Instruction 1: In the tax changes summary, switch "average worker" to "typical employee" and write out the stretch from "Employee National Insurance Contributions Reduced" through "of 5 January." with that change.

Amy Stubbins, Streets Whittles Personal Tax Manager who oversees the running of our personal tax department, gives a brief summary of what has just changed in terms of personal tax charges.

As we usher in the new tax year, several significant changes are set to impact individuals’ finances. Here we break down the key changes:

Dividend Allowance Slashed

The dividend allowance will be halved to £500 from the current £1,000. This change, while intended to generate an additional £455 million in tax revenue for 2024-25, is expected to affect approximately 4.4 million taxpayers. This reduction marks a significant decrease from the £2,000 allowance in April 2022, particularly impacting owner-managed businesses.

Capital Gains Tax Adjustments

The annual exempt allowance for capital gains tax (CGT) will also be halved to £3,000 from the current £6,000, down from £12,300 just two years ago. Additionally, there will be a new reduced CGT rate of 24% for residential property sales for higher-rate taxpayers, down from 28%, while the basic rate remains unchanged at 18%.

Employee National Insurance Contributions Reduced

Employee national insurance contributions (NICs) will see a further 2% reduction to 8%, following a prior 2% cut announced in the Autumn Statement 2023. This reduction is estimated to save the average worker on £35,400 over £900 annually, resulting in a reduced tax rate of 28% for basic rate taxpayers compared to the previous 32% as of 5 January.

Object position labeling records:
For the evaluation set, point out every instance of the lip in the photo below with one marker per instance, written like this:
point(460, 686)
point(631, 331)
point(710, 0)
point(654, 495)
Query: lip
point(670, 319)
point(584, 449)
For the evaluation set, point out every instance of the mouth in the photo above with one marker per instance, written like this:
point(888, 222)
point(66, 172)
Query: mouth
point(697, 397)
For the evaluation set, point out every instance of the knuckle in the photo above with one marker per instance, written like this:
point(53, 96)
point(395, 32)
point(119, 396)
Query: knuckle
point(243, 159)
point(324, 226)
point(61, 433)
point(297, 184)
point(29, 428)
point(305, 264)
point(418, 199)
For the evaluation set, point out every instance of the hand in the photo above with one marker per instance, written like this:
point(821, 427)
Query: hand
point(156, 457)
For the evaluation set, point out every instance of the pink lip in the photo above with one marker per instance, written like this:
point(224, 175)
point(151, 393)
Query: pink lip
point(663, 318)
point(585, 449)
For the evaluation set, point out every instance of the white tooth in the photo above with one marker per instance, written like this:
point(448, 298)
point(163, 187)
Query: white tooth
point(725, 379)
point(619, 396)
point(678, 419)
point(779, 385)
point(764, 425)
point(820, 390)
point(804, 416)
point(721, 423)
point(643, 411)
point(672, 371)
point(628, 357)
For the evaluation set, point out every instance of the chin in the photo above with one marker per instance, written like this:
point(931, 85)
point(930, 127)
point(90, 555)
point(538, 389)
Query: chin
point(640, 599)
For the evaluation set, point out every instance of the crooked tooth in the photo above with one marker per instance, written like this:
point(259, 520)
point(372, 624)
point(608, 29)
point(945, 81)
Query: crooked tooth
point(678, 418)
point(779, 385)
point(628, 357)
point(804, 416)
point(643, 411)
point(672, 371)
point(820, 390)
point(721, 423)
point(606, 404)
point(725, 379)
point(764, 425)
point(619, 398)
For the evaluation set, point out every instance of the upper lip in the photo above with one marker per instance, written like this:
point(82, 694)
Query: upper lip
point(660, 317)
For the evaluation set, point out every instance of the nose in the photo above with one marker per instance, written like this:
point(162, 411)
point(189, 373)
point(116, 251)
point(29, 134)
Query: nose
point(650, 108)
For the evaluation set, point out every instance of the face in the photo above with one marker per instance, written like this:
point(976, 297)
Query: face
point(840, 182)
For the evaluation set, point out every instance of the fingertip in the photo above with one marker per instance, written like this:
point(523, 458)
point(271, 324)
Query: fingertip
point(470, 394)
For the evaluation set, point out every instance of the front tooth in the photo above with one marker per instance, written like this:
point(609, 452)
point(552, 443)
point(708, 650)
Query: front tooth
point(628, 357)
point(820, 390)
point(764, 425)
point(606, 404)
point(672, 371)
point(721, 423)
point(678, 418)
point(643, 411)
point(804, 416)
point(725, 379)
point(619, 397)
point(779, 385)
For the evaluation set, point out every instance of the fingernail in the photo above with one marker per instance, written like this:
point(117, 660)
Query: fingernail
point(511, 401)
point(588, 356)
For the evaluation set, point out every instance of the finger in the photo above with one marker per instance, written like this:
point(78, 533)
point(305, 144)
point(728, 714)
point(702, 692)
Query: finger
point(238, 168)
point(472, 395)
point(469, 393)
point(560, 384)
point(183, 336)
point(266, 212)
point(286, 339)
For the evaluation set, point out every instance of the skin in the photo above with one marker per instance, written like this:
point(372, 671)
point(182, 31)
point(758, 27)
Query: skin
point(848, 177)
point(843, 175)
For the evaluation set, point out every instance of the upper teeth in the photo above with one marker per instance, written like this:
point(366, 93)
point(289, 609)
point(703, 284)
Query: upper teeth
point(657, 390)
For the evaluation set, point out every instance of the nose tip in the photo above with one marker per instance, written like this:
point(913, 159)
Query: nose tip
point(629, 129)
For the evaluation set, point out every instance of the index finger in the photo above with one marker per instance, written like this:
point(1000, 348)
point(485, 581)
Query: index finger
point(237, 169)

Instruction 2: Express the stretch of the records from the line containing "the finger in" through the line containing "point(286, 339)" as a Markdown table with a Row column holding the row number and a Line column holding the line. Leave out blank lines.

Complete response 1:
Employee National Insurance Contributions Reduced

Employee national insurance contributions (NICs) will see a further 2% reduction to 8%, following a prior 2% cut announced in the Autumn Statement 2023. This reduction is estimated to save the typical employee on £35,400 over £900 annually, resulting in a reduced tax rate of 28% for basic rate taxpayers compared to the previous 32% as of 5 January.

Complete response 2:
| Row | Line |
|---|---|
| 1 | For the evaluation set, point out every instance of the finger in the photo above with one marker per instance, written like this: |
| 2 | point(78, 533) |
| 3 | point(305, 144) |
| 4 | point(728, 714) |
| 5 | point(702, 692) |
| 6 | Query: finger |
| 7 | point(238, 168) |
| 8 | point(472, 395) |
| 9 | point(469, 393) |
| 10 | point(560, 384) |
| 11 | point(183, 336) |
| 12 | point(266, 212) |
| 13 | point(286, 339) |